THE REQUEST
Find all lines in the items below that contain the word "each", and copy those lines in full.

RECORDS PROVIDED
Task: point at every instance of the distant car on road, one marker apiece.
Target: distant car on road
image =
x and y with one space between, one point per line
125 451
...
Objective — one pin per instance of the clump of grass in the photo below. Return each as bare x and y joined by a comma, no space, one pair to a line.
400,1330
==
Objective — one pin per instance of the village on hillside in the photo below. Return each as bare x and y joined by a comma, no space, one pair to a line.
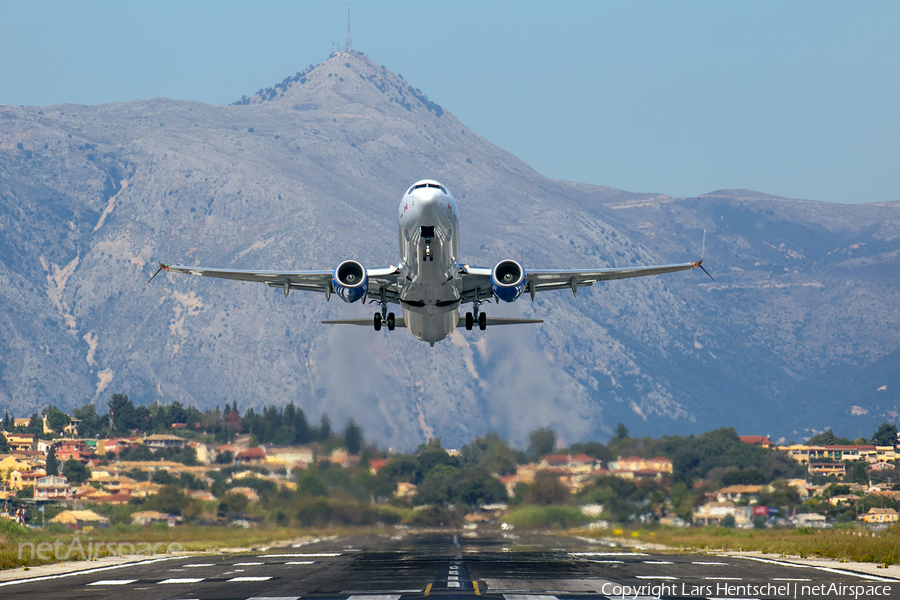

ANSWER FOR THE TASK
Objective — one pin per instance of the clump of grass in the photo below. Return each as bare x and y joined by a comma, no space, one pair to a line.
Objective — one pin per instance of the village on hillside in the photo below. Return each as bare x and y joined by a comma, no space, one pair to a line.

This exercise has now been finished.